* [GIVEN TASK 1]:
Reproduce the entries below, from the line containing "Exercise. Mark the police officer" through the end of the entries, inclusive. Leave each request line unchanged, and multiply every point coordinate by 0.9, rounding to the nearest whole number with halves rounded up.

* [TEXT PROVIDED]:

::::::::

I’m a bit sick of seeing the Sunday newspaper restaurant reviews repeatedly featuring London destinations repeatedly. It can only be justified if:
1. All the best food is in London
2. All the readers are in London
If neither of those things are true it suggests that the critics can’t be bothered to get on a train. the columns certainly suggest this – many reviews of eateries outside the M25 are written with a sneer and describe reluctant trips for other purposes.
I’ve done a little research. The population of London is estimated at 8.3-8.6m and the population of the UK at around 64m. By my reckoning there ought to be a London review once in every seven if we were working on readership (unless of course the quality newspapers are read disproportionately in that city…let’s not even go there). If it was about quality of food then there is an interesting debate to be had. Undoubtedly a disproportionate amount of Michelin stars exist in the capital – or more specifically in Belgravia and Mayfair – but that doesn’t necessarily represent the experience of most Londoners.
My own experience is less uplifting.
Only in London could you see a “French” cafe with a poster on the front window bragging about the price of fish and chips and the full English breakfast. Even more poignantly, only in London would a burger and a pint for £10 be deemed as great value.
I spent half an hour wandering around the Marylebone Road/Baker Street/Lisson Grove area of London looking for somewhere for lunch. I’m not daft, I figured I was going to have to get away from Madame Tussaud’s to avoid tourist quality and prices. What I found was shocking though – gastropubs where all the dishes were £15 plus, hideously overpriced grills and decidedly grubby and unwelcoming looking cafes. They may be excellent and the source of true value but they didn’t look the part from the outside. I was almost resigned to my fate of a snack bar in the station when I stumbled across The Dorset Cafe.

::::::::

(Records from a point labeling set)

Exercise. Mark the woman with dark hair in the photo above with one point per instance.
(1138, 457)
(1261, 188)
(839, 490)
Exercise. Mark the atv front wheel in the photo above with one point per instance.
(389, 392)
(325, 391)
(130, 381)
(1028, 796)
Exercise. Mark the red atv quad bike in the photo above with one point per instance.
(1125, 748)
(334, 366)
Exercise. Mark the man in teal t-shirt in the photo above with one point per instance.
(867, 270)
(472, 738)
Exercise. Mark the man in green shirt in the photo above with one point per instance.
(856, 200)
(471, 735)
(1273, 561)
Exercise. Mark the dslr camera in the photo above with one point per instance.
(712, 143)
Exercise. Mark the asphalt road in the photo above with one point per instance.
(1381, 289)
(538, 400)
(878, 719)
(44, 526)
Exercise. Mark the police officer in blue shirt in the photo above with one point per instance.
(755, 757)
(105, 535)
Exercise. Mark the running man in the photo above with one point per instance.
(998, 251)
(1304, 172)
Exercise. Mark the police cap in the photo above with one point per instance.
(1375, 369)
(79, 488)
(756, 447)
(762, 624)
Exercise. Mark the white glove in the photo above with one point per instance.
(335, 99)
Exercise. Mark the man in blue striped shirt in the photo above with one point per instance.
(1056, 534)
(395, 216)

::::::::

* [GIVEN TASK 2]:
In the text about Sunday newspaper restaurant reviews, what is the estimated population of London?

* [RESULT 1]:
Exercise. Mark the police officer in blue shirt in the photo above with one point per instance.
(680, 681)
(95, 482)
Exercise. Mark the running man in the photo above with one point per instance.
(898, 226)
(1174, 155)
Exercise. Mark the police cap in the photo above with one point per instance.
(1238, 332)
(71, 439)
(680, 402)
(686, 562)
Exercise. Mark the white glove in the photo above with one point per instance.
(302, 89)
Exercise. Mark the man in blue striped shirt in the photo above with one point per instance.
(950, 481)
(356, 194)

* [RESULT 2]:
8.3–8.6 million